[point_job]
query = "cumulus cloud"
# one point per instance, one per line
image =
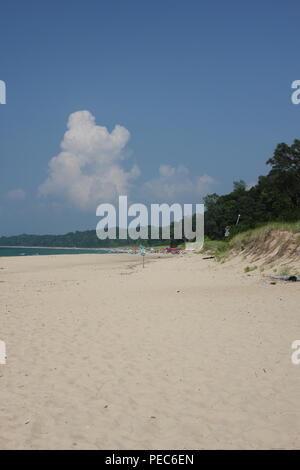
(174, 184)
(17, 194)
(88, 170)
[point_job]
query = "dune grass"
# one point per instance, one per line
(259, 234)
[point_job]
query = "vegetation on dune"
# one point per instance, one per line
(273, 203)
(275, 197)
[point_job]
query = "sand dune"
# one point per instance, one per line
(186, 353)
---
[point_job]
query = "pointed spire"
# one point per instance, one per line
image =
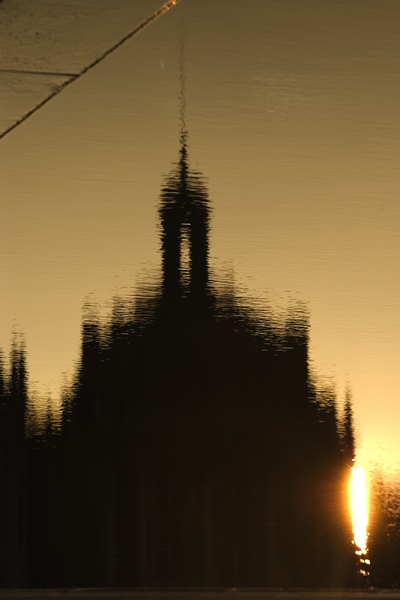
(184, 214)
--
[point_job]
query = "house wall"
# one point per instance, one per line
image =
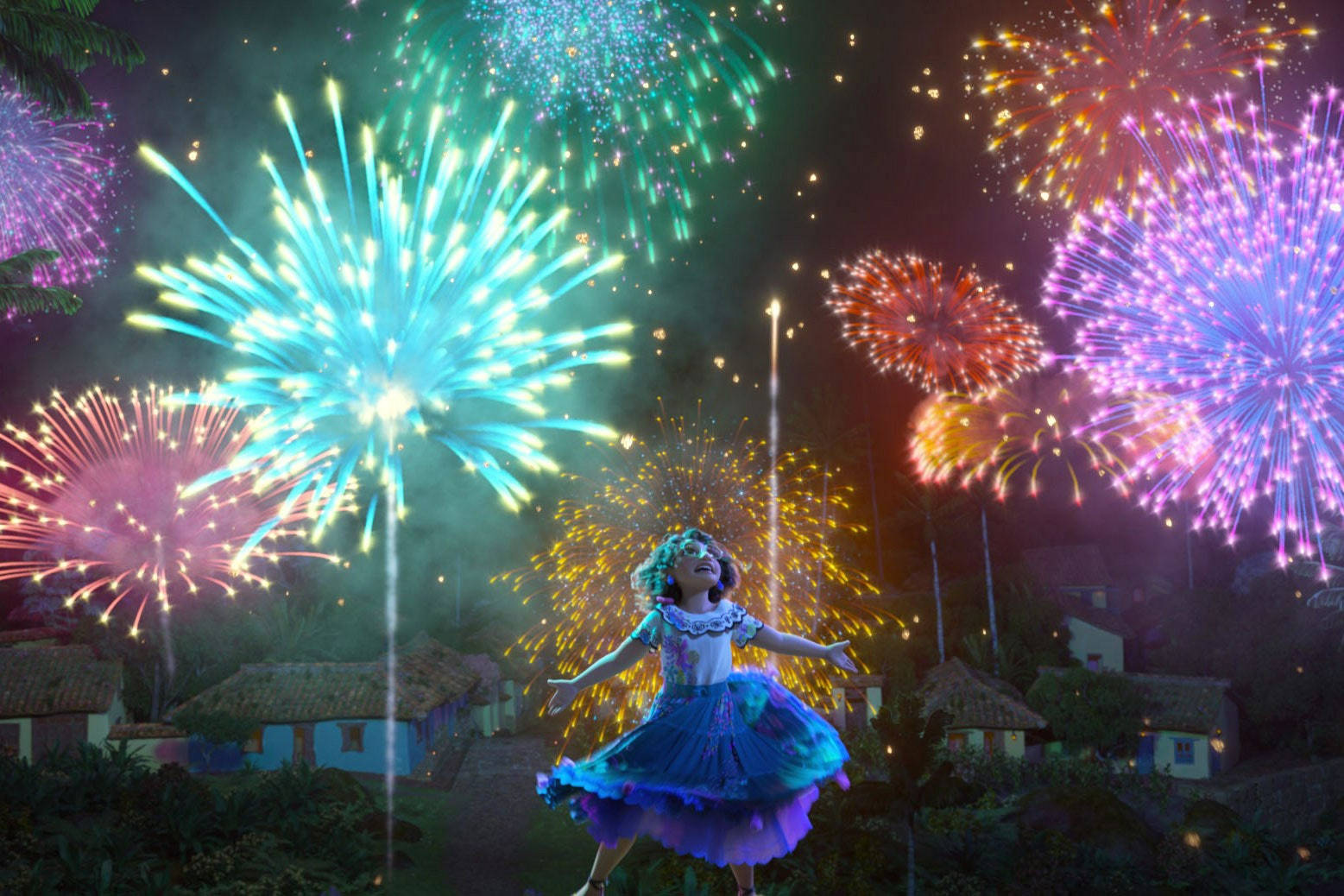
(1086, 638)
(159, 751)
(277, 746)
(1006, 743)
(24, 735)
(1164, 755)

- _PROBLEM_
How many of the lines above contain the string "query"? Count them and give only the number.

- _TASK RESULT_
6